*What this task involves*:
Collect every line of the entries that contains the word "roof", and copy each one.

★ ★ ★ ★ ★ ★ ★

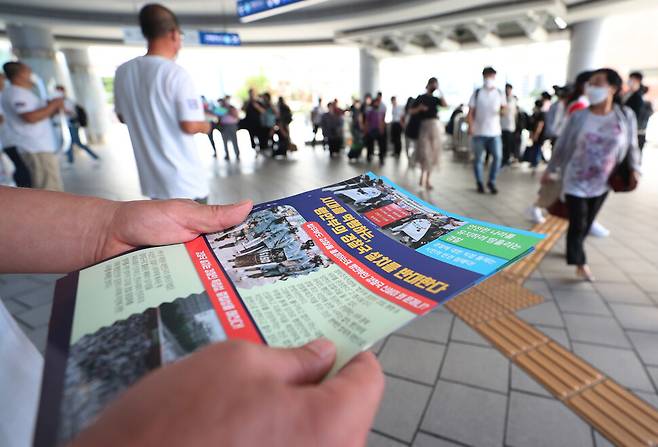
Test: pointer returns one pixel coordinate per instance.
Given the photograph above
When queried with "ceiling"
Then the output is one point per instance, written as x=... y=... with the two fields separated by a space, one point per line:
x=386 y=26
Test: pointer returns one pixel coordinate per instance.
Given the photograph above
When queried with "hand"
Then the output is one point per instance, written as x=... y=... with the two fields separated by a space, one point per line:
x=161 y=222
x=56 y=104
x=240 y=394
x=546 y=178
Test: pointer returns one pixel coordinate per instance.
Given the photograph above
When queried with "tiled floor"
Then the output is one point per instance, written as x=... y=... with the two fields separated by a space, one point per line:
x=446 y=385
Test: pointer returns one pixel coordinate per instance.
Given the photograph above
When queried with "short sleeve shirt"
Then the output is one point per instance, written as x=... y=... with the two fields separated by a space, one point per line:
x=153 y=95
x=432 y=104
x=595 y=156
x=487 y=103
x=28 y=137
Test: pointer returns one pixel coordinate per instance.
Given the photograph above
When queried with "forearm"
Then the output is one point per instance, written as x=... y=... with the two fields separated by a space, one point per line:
x=194 y=127
x=38 y=114
x=48 y=232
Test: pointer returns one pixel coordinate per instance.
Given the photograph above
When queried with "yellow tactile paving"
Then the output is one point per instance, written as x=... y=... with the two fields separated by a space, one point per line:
x=557 y=369
x=620 y=415
x=511 y=335
x=489 y=308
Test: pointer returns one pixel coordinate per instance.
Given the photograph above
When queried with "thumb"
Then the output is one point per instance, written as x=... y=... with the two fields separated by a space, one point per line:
x=214 y=218
x=304 y=365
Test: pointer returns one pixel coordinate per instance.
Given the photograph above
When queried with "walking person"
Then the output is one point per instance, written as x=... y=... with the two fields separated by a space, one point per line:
x=397 y=122
x=156 y=99
x=316 y=118
x=593 y=142
x=251 y=121
x=430 y=135
x=229 y=128
x=508 y=124
x=77 y=117
x=28 y=131
x=486 y=106
x=642 y=108
x=375 y=130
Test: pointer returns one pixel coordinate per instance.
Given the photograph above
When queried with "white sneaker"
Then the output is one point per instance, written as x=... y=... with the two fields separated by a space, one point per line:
x=598 y=230
x=534 y=215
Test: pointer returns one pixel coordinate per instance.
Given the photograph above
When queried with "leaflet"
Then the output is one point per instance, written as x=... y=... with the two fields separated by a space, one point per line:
x=351 y=262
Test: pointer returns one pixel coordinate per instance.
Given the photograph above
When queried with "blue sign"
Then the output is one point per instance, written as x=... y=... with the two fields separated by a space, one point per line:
x=250 y=7
x=214 y=38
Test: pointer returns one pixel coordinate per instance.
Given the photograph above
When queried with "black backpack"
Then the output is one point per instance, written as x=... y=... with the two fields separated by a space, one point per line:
x=645 y=113
x=81 y=115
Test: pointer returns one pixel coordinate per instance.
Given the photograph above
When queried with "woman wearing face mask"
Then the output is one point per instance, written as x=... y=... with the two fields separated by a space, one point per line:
x=592 y=143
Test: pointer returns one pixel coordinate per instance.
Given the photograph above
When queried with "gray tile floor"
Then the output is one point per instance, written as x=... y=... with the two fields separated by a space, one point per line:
x=446 y=385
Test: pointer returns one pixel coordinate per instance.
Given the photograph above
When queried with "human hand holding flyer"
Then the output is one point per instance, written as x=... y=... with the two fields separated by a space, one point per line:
x=351 y=262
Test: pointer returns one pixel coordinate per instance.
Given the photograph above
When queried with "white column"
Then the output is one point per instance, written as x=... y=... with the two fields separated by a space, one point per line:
x=585 y=53
x=369 y=73
x=35 y=46
x=89 y=93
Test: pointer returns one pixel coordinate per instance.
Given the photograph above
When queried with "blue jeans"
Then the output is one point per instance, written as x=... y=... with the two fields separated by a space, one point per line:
x=482 y=145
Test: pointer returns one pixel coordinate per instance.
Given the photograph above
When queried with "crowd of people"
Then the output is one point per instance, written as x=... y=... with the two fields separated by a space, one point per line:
x=592 y=127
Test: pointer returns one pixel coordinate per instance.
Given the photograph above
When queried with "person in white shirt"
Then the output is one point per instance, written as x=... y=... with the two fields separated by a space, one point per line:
x=316 y=118
x=28 y=129
x=486 y=106
x=156 y=98
x=397 y=123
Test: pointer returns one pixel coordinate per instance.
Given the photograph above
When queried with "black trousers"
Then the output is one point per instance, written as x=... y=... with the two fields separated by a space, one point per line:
x=22 y=176
x=508 y=146
x=396 y=138
x=380 y=138
x=582 y=212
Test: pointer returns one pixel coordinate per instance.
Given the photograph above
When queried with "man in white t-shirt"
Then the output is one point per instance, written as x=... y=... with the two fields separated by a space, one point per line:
x=485 y=108
x=156 y=98
x=28 y=131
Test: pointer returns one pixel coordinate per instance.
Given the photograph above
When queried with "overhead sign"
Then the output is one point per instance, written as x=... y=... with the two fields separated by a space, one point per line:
x=133 y=35
x=250 y=10
x=214 y=38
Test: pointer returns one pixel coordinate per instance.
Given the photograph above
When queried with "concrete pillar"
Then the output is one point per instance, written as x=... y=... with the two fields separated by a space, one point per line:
x=35 y=46
x=89 y=93
x=586 y=52
x=369 y=73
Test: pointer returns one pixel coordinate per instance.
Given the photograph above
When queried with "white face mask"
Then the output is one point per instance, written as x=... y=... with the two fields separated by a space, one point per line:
x=596 y=95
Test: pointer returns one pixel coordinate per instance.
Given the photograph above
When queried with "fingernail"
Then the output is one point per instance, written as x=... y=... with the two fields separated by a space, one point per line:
x=322 y=347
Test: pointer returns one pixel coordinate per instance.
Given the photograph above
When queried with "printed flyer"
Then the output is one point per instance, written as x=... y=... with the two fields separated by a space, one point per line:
x=351 y=262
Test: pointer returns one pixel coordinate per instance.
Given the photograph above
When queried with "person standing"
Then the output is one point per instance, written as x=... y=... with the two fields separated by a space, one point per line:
x=30 y=141
x=332 y=128
x=229 y=128
x=251 y=120
x=316 y=118
x=76 y=117
x=508 y=124
x=156 y=99
x=428 y=144
x=375 y=129
x=642 y=109
x=397 y=122
x=537 y=135
x=593 y=142
x=486 y=106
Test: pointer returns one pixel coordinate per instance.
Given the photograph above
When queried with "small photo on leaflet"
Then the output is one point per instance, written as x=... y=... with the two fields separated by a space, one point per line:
x=270 y=245
x=102 y=365
x=398 y=216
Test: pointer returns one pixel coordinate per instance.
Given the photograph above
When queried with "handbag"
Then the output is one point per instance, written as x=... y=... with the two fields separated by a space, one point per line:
x=412 y=130
x=621 y=178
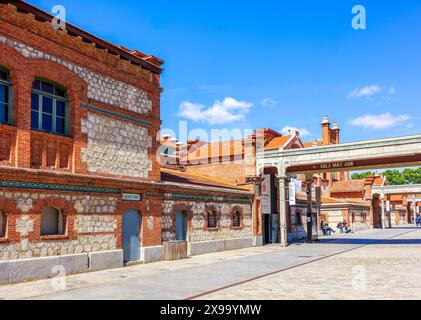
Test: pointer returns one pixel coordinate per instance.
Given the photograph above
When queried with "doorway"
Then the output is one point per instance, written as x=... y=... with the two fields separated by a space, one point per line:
x=131 y=236
x=181 y=226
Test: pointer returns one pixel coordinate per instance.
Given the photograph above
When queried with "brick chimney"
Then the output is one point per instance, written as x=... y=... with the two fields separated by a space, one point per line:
x=325 y=131
x=334 y=133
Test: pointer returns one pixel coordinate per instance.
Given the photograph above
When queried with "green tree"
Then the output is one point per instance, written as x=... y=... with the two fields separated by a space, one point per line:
x=362 y=175
x=395 y=177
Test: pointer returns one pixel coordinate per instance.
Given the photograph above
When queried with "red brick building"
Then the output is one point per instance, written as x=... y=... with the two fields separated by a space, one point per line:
x=80 y=182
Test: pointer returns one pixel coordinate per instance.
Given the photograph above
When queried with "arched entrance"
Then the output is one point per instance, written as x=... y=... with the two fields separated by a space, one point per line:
x=131 y=235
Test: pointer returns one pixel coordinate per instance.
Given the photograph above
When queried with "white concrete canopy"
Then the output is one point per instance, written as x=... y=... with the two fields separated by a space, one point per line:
x=383 y=153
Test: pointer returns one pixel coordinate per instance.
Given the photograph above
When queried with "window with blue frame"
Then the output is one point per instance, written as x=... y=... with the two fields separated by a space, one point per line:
x=5 y=97
x=49 y=108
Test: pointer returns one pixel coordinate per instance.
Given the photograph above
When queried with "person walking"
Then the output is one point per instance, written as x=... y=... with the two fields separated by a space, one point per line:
x=418 y=221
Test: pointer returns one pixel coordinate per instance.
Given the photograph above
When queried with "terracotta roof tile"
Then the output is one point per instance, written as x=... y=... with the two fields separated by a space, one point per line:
x=170 y=175
x=278 y=142
x=310 y=144
x=217 y=150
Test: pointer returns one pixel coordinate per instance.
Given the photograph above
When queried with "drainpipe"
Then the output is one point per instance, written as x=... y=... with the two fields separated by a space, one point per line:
x=253 y=213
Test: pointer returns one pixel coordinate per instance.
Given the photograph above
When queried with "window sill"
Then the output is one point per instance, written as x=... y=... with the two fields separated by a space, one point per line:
x=55 y=237
x=52 y=134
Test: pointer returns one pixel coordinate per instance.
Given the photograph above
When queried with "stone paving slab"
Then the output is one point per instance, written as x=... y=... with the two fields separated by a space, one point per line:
x=389 y=270
x=190 y=277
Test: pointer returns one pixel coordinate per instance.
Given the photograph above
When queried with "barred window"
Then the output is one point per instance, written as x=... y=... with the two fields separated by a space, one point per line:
x=212 y=220
x=3 y=225
x=236 y=219
x=5 y=97
x=53 y=222
x=49 y=108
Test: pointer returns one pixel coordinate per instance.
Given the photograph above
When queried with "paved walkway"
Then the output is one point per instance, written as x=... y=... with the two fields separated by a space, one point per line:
x=381 y=264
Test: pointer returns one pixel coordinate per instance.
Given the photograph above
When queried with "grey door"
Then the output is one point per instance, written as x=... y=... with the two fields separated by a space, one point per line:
x=131 y=235
x=181 y=226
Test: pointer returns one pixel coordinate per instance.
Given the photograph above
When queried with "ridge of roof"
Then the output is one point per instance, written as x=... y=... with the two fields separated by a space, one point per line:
x=150 y=63
x=220 y=182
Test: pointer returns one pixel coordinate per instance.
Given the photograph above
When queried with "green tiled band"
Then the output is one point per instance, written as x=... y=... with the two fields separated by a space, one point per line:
x=56 y=187
x=118 y=115
x=205 y=198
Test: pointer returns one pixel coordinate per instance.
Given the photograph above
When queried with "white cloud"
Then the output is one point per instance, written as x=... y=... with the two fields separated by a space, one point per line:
x=392 y=91
x=268 y=103
x=221 y=112
x=364 y=92
x=303 y=131
x=380 y=121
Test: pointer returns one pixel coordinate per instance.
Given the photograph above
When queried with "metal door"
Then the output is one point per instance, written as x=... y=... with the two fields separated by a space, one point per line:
x=275 y=228
x=181 y=226
x=131 y=235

★ ★ ★ ★ ★ ★ ★

*Response to this task*:
When queried with "terracotta roof tile"
When queried with "ridge of roof"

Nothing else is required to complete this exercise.